> _Short problem_
Locate every line in the records below that contains the word "backpack", and copy each such line in full.

> _Supplied material_
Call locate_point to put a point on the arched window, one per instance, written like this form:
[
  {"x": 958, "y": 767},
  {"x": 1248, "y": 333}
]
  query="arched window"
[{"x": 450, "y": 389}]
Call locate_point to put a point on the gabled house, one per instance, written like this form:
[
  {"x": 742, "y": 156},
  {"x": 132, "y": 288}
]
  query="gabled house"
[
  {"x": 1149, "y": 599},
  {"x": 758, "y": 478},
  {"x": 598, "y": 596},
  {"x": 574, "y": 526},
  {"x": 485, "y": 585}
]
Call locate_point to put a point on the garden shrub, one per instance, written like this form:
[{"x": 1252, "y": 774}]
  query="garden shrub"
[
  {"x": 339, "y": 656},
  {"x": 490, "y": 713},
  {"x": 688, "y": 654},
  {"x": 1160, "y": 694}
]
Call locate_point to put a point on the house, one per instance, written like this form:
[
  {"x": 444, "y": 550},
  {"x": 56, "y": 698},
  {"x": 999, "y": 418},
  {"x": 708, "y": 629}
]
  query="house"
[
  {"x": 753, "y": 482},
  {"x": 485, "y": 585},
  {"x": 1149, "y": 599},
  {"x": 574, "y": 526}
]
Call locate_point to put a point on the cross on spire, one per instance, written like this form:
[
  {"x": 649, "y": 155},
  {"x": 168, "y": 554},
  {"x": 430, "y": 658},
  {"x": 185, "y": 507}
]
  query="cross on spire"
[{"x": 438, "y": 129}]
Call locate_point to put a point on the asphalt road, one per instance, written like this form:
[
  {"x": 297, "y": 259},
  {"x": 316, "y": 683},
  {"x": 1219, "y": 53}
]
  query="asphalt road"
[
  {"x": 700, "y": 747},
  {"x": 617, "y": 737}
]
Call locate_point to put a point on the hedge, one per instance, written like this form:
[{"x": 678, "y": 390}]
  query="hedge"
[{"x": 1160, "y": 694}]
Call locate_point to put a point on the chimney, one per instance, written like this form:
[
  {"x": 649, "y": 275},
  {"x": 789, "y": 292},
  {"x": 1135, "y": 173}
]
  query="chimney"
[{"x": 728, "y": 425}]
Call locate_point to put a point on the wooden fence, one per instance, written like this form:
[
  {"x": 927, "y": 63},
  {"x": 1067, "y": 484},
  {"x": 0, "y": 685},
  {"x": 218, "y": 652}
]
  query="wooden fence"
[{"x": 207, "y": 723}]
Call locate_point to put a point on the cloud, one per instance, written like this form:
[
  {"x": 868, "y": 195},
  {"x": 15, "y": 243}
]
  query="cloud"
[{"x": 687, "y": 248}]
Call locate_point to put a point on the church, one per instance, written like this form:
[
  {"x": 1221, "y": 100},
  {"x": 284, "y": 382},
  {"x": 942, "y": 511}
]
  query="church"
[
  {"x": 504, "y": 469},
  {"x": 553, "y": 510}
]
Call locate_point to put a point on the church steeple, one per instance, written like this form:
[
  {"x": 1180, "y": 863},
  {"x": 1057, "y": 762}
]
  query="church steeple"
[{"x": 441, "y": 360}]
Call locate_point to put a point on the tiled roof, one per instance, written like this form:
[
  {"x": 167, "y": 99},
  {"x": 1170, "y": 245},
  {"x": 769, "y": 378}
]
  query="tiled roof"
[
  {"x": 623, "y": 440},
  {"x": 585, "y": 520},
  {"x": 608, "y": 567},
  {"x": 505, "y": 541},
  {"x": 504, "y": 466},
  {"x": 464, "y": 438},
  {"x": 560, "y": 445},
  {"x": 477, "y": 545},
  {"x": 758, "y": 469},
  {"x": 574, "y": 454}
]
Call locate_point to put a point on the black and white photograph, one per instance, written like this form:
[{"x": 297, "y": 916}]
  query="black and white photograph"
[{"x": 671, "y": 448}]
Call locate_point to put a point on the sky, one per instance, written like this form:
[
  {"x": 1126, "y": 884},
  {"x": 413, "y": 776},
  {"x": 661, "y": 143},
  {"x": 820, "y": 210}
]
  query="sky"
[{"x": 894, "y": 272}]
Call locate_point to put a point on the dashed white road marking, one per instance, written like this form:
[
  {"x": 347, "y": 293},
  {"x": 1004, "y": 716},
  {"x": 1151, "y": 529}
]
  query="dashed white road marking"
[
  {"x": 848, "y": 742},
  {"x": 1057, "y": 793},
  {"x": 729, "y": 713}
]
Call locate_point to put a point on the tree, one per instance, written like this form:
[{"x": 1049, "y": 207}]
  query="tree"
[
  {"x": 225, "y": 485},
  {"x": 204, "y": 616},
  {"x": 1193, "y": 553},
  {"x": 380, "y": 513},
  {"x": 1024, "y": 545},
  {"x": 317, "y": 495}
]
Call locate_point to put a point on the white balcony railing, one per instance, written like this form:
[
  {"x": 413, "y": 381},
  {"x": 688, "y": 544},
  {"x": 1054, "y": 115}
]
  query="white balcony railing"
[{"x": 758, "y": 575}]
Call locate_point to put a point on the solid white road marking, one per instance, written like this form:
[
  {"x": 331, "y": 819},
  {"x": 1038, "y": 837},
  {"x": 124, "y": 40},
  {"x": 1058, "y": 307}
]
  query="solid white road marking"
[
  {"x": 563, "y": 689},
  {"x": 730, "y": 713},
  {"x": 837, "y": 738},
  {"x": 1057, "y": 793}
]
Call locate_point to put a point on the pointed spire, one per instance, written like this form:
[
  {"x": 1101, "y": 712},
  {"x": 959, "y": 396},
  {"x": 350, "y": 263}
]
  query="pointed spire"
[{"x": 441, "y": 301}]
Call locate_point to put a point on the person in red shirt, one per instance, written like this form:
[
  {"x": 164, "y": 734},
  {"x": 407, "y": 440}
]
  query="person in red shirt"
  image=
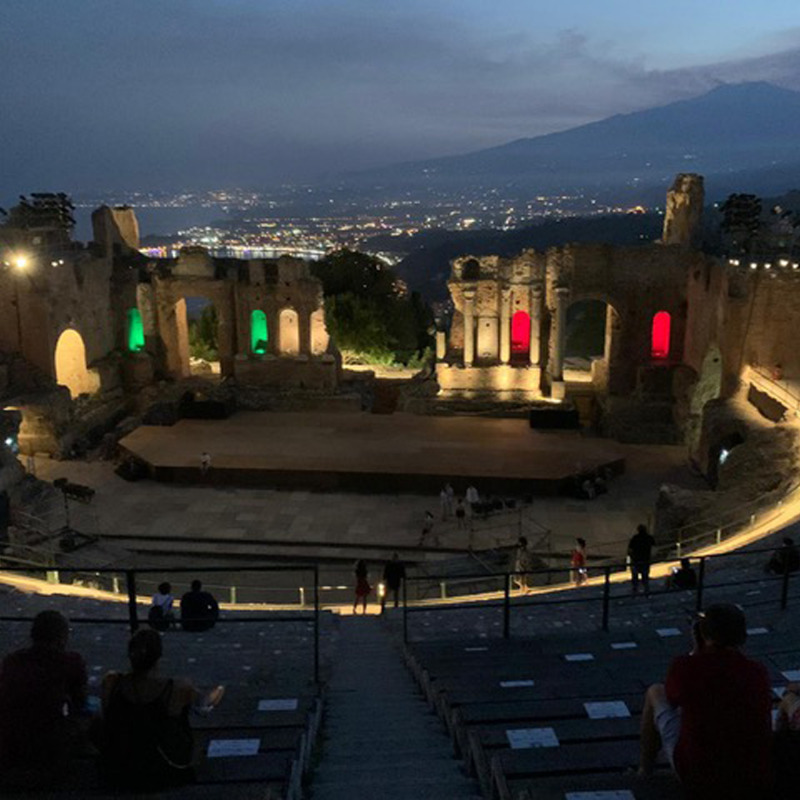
* * *
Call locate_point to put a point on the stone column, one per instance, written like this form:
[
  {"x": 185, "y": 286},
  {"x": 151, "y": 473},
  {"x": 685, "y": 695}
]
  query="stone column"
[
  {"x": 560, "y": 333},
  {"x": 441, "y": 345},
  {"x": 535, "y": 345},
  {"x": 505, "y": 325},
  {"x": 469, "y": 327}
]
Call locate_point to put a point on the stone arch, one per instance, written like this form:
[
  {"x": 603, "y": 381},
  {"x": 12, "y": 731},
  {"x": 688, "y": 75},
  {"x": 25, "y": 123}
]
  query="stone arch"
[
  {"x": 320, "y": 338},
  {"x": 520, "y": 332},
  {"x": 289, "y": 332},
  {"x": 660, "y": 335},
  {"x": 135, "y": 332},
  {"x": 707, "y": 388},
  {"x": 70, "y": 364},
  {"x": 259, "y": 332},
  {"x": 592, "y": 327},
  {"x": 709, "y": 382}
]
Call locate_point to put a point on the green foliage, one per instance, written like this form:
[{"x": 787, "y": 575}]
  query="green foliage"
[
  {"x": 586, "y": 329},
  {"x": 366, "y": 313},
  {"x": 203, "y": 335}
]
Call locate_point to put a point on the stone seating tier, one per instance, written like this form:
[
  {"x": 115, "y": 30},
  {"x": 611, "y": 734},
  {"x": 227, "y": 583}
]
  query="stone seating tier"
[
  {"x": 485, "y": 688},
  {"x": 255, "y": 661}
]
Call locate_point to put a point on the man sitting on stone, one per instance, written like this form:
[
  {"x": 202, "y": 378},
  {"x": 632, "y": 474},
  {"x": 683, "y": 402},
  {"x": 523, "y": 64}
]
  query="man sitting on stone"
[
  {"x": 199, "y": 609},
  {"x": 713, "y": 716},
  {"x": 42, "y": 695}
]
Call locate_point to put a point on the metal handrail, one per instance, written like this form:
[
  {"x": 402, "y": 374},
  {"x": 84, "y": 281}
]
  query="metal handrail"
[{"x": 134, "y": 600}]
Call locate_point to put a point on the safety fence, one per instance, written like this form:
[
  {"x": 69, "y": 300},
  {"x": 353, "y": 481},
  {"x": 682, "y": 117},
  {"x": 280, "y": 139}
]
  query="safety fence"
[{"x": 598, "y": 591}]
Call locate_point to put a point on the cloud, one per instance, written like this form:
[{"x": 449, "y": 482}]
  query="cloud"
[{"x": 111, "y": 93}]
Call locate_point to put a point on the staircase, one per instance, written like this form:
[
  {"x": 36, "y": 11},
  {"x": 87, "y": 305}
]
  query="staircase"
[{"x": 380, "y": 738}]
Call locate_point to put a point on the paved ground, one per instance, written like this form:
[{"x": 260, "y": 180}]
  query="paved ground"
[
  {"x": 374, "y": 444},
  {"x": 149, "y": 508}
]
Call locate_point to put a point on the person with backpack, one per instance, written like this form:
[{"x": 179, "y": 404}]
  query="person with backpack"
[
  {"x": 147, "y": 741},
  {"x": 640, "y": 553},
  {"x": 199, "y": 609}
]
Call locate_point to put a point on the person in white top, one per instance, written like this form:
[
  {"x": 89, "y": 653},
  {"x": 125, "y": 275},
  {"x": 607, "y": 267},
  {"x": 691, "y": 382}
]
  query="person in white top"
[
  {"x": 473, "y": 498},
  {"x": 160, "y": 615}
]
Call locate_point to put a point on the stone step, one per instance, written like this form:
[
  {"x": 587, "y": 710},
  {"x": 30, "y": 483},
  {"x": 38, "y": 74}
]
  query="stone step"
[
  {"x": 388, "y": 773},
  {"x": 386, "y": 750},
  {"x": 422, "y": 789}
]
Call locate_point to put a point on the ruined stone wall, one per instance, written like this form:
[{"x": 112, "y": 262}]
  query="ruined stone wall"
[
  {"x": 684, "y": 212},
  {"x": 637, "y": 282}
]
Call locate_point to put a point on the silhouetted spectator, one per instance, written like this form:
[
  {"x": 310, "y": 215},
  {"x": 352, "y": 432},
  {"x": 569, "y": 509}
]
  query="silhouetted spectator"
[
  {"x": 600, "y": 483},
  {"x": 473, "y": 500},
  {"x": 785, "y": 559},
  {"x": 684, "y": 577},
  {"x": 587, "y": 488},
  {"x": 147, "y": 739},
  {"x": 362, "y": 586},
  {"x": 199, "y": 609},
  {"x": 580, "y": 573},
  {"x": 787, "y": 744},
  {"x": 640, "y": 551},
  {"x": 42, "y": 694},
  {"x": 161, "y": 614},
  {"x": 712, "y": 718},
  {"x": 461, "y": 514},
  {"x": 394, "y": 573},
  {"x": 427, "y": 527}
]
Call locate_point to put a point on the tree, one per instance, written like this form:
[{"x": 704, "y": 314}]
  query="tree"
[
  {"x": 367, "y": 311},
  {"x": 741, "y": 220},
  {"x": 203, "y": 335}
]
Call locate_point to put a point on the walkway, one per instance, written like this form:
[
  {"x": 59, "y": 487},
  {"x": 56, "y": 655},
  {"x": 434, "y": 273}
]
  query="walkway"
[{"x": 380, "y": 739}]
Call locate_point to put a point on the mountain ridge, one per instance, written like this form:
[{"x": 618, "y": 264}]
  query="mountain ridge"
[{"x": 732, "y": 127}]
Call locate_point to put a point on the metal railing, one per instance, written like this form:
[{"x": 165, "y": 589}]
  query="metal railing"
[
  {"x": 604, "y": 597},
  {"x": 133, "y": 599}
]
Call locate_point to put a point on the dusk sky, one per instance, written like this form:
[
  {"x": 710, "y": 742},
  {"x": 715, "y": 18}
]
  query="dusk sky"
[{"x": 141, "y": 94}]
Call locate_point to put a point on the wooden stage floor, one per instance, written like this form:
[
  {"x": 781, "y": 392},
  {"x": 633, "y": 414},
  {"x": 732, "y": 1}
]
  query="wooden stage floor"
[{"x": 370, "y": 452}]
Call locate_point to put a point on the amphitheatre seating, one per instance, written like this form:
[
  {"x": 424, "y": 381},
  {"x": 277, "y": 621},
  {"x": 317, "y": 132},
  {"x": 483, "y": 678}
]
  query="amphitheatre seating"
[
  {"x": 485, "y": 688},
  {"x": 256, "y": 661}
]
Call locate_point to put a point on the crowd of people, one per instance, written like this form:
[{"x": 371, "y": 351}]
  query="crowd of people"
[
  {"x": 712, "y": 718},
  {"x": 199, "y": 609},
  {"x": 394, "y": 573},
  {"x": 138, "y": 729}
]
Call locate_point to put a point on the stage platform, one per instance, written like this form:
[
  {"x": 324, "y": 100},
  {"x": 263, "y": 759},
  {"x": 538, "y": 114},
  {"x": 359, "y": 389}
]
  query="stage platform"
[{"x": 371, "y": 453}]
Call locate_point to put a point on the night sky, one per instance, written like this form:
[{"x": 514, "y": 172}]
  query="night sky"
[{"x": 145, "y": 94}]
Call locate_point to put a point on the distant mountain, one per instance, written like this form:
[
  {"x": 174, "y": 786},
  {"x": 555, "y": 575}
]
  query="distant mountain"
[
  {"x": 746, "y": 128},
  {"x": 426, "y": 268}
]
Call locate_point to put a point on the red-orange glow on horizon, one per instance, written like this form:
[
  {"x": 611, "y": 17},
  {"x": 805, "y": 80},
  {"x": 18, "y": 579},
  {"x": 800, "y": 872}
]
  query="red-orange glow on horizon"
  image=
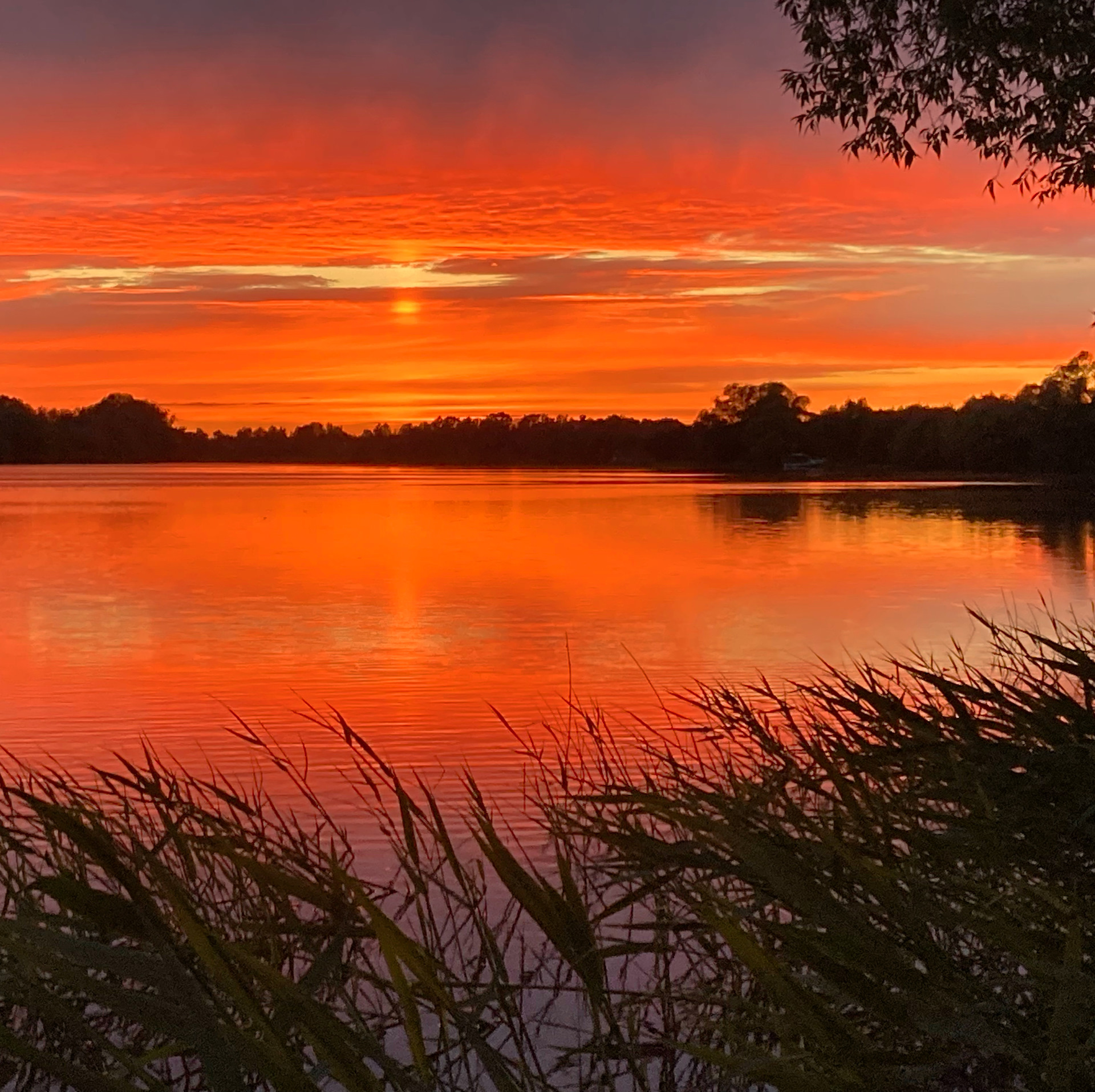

> _The response_
Call locate_point to put a point on the person with backpack, one per instance, written like this form:
  query="person with backpack"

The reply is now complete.